══ Material for this exercise ══

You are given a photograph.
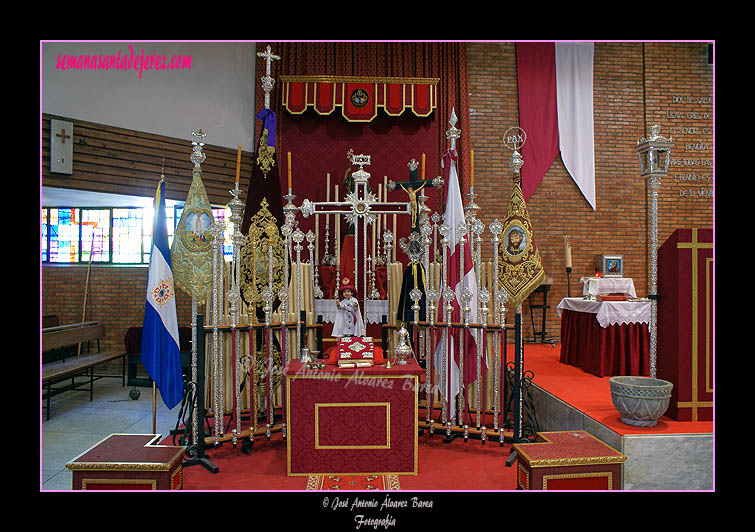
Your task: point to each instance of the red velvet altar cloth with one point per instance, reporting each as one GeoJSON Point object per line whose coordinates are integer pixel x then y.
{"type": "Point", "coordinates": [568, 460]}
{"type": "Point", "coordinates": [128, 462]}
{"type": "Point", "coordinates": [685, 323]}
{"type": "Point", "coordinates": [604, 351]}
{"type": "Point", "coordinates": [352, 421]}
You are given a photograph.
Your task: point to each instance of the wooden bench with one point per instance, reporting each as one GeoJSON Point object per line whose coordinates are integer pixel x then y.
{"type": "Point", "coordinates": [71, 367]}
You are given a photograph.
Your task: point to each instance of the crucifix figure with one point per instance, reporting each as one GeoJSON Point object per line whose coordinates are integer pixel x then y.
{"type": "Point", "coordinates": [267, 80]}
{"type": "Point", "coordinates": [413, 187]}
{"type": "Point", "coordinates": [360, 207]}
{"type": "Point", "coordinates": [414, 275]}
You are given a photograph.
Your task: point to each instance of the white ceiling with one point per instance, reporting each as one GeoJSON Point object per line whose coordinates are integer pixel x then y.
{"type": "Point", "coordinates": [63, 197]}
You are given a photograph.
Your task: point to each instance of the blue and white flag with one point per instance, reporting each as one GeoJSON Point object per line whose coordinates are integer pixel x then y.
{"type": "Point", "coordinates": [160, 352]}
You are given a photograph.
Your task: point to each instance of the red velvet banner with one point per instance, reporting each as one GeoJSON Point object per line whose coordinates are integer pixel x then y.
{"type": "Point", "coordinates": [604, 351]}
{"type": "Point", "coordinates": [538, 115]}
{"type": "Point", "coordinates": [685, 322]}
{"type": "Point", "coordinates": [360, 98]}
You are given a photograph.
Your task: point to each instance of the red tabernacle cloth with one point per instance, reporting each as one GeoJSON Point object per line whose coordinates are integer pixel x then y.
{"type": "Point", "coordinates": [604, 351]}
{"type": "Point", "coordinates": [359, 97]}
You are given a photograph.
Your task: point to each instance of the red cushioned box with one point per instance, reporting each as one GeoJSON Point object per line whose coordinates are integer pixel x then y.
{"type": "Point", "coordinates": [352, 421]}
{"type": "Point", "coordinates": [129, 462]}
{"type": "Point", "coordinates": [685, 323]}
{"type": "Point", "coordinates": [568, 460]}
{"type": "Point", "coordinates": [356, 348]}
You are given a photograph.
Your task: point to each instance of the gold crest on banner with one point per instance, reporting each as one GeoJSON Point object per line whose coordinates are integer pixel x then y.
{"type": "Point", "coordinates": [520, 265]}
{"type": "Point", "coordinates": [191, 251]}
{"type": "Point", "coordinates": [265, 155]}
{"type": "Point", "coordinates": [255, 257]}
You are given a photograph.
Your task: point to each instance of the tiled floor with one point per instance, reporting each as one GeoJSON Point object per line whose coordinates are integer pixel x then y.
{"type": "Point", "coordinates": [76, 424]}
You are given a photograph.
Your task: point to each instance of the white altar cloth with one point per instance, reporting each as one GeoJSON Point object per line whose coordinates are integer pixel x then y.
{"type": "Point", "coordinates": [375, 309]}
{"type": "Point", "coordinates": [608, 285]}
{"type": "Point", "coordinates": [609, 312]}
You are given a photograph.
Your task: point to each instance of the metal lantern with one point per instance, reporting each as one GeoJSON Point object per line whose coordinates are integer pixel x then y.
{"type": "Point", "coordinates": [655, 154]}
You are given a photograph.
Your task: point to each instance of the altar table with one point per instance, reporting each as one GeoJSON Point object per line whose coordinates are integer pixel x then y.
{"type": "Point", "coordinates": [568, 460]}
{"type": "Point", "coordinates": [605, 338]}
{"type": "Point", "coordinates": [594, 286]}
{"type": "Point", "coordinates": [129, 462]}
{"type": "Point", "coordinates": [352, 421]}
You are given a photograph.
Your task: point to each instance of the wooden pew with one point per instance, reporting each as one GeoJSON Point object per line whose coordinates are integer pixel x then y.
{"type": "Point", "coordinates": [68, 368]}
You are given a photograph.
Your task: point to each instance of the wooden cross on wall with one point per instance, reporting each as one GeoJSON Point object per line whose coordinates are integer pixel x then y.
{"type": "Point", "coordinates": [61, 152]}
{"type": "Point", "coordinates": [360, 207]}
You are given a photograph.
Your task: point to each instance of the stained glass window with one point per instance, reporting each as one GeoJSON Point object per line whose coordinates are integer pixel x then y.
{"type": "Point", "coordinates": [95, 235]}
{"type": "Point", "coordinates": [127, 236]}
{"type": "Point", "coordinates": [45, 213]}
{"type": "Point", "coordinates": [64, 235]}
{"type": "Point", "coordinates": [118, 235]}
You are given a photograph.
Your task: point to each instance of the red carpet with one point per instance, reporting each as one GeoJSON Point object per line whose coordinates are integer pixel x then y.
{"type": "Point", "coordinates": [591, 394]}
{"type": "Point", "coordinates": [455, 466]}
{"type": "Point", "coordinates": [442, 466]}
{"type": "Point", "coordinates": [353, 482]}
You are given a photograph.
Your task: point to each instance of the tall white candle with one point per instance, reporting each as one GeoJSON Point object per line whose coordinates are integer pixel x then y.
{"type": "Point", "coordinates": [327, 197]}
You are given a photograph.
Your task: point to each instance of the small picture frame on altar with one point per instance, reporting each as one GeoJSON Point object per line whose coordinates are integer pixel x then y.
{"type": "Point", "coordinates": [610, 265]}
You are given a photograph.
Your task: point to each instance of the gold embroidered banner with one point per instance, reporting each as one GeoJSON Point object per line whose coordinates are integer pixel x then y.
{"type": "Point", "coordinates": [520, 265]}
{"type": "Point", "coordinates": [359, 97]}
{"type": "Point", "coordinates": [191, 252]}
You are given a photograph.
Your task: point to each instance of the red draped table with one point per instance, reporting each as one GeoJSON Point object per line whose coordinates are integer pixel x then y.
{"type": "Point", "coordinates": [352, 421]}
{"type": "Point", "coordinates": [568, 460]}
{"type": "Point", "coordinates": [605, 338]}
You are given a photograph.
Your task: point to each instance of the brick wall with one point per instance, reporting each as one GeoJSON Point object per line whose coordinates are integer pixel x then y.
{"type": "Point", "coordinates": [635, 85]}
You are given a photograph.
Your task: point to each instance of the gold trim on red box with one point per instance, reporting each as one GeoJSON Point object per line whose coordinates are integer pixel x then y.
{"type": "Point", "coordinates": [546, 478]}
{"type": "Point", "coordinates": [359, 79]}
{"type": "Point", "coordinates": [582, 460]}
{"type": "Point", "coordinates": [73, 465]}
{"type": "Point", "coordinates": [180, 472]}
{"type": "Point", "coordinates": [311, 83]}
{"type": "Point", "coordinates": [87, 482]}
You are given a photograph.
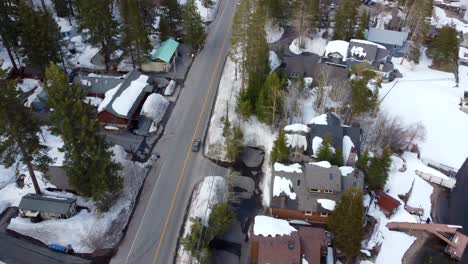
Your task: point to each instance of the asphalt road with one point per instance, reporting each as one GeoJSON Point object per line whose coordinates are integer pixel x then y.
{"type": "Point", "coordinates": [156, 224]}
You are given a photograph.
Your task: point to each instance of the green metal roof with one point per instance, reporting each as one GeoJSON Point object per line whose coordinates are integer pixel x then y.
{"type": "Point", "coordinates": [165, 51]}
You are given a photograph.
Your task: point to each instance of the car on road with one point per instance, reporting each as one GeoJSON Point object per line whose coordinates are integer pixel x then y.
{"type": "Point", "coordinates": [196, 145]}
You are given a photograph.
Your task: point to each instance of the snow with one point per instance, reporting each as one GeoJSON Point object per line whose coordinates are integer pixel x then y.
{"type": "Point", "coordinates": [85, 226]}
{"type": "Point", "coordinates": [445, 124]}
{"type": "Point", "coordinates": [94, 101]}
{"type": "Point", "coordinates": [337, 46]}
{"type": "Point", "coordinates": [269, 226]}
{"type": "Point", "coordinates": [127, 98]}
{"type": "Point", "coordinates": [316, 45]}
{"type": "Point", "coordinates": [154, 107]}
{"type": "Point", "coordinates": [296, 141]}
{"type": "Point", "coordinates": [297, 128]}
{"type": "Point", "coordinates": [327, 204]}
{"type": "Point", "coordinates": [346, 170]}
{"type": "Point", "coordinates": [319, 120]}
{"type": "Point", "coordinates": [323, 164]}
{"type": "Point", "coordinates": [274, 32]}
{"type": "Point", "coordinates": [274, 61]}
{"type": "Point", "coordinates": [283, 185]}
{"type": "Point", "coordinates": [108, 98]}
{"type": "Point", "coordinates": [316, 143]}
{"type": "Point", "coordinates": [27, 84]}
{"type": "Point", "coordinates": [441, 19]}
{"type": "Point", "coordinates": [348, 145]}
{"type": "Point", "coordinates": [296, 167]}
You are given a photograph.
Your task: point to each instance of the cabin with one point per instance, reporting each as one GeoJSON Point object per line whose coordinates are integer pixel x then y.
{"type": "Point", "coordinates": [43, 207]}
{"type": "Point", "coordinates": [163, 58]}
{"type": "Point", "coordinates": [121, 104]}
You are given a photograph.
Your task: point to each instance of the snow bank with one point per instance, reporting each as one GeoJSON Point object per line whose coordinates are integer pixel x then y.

═══

Once the line with "Your task: point to each instance of the cabin" is found, write out that line and every one after it through the last line of the records, exactly and with nothing else.

### Answer to this task
Your task: point to each instance of the cabin with one point per instance, reporting each as one GeoJSON Point object per line whose coordinates are integer pixel x then y.
{"type": "Point", "coordinates": [43, 207]}
{"type": "Point", "coordinates": [163, 58]}
{"type": "Point", "coordinates": [121, 104]}
You are given a photograph.
Your task: point to each instance of the snow bank with one point per instance, reporting each as one GeoJSON Point object per line whose coordinates are integer pixel x then y.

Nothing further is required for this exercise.